▶ Data section

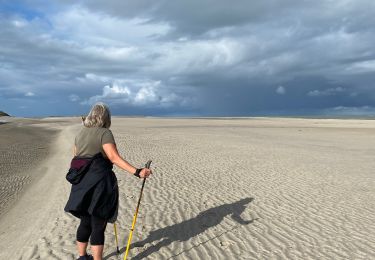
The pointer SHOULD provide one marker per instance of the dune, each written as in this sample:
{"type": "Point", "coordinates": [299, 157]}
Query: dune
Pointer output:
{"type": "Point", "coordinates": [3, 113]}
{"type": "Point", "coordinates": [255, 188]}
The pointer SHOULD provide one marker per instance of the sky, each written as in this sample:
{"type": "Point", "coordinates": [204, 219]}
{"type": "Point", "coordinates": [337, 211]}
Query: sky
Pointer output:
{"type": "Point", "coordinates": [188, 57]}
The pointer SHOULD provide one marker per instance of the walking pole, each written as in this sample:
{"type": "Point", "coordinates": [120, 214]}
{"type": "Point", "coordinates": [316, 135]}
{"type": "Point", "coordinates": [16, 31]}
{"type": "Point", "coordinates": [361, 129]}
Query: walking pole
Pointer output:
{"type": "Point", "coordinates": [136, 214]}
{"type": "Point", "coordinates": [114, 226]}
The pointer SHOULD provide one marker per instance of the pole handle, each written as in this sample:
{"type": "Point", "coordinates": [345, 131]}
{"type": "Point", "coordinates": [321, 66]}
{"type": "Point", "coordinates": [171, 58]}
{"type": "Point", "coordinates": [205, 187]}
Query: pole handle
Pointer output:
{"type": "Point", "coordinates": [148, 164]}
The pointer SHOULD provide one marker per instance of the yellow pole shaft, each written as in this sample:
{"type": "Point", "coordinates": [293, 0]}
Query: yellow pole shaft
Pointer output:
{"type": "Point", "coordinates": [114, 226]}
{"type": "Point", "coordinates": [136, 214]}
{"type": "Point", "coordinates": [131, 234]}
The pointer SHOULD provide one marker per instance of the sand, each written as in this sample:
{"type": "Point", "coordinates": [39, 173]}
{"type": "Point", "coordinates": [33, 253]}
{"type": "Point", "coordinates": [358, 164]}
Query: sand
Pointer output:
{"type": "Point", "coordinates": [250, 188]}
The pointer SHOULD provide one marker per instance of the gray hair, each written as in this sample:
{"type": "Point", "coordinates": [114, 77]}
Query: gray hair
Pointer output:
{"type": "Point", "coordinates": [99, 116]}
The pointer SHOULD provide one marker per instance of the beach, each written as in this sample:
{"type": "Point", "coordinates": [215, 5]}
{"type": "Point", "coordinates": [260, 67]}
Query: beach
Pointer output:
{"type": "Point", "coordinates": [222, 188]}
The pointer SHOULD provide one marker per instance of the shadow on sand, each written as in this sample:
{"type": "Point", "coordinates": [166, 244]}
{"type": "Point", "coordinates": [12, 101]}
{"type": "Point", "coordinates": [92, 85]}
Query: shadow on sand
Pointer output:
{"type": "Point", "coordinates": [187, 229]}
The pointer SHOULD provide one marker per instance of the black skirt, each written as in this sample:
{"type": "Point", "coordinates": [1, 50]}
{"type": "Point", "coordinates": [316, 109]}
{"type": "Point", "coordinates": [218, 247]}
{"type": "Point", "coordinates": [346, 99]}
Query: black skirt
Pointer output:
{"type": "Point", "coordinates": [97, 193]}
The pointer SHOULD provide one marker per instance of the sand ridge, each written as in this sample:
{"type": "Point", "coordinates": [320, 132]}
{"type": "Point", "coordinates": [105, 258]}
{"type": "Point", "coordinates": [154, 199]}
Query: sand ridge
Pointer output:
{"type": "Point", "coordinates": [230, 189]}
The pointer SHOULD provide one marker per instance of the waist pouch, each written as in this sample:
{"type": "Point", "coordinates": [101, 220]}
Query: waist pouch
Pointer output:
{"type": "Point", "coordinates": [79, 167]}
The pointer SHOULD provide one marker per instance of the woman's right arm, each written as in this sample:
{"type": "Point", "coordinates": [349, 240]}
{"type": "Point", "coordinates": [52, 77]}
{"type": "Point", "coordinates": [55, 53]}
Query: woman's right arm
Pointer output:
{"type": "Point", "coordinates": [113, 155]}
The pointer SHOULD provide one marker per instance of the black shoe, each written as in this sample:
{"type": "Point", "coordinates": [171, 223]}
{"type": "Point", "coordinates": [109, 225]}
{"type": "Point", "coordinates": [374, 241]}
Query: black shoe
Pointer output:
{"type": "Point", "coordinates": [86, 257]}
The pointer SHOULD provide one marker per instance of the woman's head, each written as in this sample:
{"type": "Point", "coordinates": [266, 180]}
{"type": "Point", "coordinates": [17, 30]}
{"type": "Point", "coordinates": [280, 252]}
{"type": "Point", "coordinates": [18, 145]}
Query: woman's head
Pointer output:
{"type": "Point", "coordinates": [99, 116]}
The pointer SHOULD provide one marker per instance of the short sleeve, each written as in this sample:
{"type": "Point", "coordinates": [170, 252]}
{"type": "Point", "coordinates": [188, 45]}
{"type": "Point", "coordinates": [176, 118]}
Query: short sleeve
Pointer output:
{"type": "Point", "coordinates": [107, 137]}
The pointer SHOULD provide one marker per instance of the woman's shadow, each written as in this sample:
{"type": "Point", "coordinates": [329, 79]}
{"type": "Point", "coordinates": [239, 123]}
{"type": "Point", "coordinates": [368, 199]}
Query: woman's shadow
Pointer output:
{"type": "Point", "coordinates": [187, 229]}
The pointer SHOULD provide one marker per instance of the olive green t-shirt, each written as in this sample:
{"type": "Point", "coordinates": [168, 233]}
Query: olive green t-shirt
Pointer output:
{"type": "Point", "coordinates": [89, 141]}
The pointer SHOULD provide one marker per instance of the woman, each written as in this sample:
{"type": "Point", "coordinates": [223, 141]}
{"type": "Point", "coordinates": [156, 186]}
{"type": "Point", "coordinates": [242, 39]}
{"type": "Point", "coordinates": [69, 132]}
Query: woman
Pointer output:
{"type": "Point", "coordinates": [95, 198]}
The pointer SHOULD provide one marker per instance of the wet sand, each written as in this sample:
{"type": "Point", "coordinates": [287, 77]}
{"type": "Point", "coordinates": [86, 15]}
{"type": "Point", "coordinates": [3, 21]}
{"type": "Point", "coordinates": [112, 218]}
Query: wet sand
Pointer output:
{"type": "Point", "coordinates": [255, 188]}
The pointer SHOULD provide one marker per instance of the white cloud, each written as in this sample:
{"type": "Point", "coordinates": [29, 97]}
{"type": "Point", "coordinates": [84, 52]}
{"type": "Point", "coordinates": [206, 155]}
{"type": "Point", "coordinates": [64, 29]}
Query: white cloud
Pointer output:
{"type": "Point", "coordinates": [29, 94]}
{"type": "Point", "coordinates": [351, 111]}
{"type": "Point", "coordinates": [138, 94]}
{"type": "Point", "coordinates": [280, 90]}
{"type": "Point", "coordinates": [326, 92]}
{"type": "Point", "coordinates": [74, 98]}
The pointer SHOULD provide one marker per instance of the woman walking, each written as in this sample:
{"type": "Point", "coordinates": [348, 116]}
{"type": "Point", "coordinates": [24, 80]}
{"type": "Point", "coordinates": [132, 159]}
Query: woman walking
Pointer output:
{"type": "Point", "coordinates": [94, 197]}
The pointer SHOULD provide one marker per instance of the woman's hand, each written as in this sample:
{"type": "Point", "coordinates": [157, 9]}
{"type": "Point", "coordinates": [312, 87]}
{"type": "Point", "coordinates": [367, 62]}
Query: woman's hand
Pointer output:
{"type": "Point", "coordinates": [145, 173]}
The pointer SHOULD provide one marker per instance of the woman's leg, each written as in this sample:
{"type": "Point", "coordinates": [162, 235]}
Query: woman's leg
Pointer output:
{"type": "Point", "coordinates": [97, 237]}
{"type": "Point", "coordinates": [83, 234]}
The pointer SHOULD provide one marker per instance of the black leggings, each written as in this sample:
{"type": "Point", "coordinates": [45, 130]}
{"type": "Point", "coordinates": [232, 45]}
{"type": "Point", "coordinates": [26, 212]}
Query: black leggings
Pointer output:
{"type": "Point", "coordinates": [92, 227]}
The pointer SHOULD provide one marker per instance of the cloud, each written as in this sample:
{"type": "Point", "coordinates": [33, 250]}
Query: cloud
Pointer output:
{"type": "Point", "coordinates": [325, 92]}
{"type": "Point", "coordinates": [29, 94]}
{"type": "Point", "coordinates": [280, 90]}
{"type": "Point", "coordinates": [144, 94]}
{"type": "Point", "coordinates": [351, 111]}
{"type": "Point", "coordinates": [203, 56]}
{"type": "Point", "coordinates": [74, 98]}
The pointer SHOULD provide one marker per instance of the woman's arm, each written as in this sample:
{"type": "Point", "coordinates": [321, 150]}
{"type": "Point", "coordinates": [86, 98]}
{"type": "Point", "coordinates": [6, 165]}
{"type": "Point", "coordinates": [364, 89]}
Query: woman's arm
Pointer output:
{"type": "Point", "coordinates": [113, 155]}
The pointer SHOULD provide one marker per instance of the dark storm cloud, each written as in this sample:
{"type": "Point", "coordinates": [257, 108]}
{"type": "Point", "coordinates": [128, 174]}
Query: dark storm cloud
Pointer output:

* * *

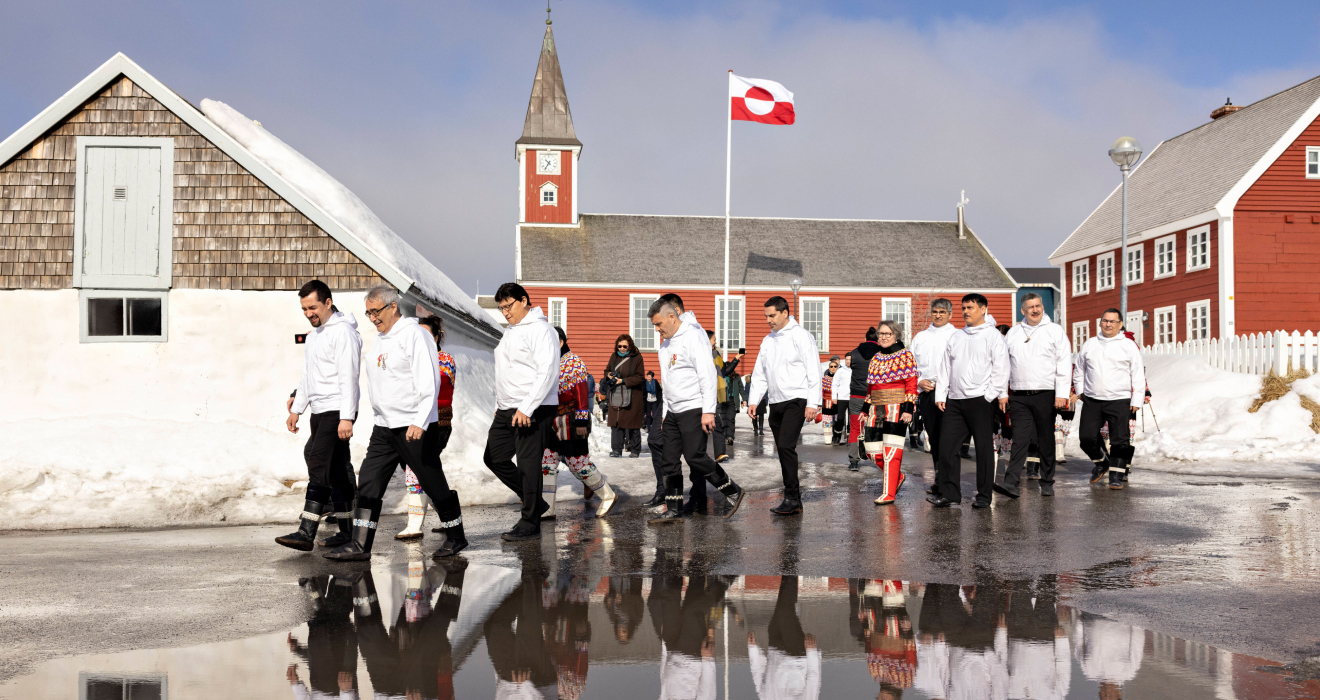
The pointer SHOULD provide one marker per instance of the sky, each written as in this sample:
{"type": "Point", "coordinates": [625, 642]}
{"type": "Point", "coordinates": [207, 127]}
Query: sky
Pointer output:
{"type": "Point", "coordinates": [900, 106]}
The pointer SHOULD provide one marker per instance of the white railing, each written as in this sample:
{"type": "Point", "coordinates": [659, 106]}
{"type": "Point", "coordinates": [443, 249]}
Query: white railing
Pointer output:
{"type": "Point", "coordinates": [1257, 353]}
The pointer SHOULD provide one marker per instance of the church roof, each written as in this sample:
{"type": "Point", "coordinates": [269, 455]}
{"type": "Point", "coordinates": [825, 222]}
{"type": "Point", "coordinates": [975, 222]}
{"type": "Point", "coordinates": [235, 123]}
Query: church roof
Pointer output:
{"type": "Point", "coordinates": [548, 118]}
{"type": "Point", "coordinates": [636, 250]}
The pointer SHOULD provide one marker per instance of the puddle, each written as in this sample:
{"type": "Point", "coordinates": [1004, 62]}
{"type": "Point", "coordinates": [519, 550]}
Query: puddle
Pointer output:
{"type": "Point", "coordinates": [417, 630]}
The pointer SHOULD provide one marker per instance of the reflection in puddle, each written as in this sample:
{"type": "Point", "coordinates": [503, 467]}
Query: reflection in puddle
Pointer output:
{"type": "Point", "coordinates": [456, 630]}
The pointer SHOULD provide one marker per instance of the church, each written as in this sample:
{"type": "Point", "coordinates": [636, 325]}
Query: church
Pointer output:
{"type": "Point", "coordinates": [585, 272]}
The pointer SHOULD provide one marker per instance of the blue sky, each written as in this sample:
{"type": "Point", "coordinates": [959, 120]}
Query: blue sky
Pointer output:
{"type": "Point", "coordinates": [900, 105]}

* * *

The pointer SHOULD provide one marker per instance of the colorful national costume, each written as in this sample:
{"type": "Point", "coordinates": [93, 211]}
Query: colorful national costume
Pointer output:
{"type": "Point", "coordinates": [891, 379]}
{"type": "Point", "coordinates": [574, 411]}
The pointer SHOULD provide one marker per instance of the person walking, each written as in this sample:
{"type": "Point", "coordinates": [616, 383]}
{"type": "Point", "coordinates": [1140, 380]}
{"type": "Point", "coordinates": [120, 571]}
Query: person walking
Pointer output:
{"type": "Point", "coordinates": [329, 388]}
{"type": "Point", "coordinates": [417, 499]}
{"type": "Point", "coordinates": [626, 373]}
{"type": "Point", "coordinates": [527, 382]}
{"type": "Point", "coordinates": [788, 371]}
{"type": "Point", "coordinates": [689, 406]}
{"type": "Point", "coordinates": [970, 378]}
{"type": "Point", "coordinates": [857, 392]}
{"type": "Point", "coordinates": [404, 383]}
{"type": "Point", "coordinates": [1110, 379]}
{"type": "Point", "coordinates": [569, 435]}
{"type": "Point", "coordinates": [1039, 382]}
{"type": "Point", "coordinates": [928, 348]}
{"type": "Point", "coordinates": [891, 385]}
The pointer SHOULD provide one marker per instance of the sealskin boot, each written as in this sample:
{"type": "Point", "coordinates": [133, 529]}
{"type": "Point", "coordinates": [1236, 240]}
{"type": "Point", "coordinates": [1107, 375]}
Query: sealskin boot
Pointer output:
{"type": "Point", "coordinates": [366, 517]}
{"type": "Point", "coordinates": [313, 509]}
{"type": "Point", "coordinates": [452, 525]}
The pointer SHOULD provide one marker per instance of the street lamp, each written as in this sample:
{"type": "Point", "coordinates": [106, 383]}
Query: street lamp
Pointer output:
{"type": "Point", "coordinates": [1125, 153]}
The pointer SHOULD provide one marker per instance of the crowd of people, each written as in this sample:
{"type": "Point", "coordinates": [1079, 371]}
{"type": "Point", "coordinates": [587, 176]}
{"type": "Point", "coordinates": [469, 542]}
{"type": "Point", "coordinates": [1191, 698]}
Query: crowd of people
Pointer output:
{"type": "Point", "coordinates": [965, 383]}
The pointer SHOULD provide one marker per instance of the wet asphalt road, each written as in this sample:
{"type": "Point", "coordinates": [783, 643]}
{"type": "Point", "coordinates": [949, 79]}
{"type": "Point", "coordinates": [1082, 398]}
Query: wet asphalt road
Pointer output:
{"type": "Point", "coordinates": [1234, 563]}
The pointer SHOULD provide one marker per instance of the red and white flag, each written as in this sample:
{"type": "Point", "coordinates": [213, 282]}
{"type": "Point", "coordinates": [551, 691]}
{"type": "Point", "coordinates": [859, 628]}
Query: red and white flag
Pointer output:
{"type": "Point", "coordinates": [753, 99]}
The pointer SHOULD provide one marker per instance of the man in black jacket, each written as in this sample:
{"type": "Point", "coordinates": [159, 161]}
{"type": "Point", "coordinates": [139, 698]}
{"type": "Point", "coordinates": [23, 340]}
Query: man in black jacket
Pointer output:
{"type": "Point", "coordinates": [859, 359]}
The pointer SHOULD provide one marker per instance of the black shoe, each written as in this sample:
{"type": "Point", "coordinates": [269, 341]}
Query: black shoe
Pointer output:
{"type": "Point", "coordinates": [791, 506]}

▶ The request
Collect every line of the data above that contains the string "asphalt", treating uppercase and lowercase letters as distinct.

▶ Written answer
The pointer SHOULD provide one marker per instance of the wet asphalt road, each written as in this sample:
Query: wet asphalt road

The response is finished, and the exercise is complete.